Dataset extract:

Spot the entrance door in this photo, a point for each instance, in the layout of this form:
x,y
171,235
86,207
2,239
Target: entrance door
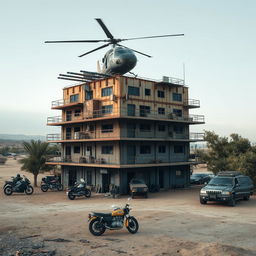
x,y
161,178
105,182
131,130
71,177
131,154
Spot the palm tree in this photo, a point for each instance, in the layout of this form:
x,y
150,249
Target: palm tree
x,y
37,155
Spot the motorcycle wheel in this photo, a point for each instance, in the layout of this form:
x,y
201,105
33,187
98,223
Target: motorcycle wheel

---

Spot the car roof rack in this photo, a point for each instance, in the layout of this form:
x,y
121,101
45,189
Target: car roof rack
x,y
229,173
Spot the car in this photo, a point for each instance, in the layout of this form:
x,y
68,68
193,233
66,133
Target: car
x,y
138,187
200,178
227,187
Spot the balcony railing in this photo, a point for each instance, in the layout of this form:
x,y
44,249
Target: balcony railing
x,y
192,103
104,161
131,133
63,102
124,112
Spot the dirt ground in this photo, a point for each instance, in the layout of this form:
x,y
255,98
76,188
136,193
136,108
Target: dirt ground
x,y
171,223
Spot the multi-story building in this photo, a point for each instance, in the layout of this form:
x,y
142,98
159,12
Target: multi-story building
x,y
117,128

Task goal: Collect every line of the entries above that contains the word "railing" and copy each one out in full.

Solution for this problem:
Spot the balcony railing in this photo, a point for each instance, in the layout of this form:
Target: balcony railing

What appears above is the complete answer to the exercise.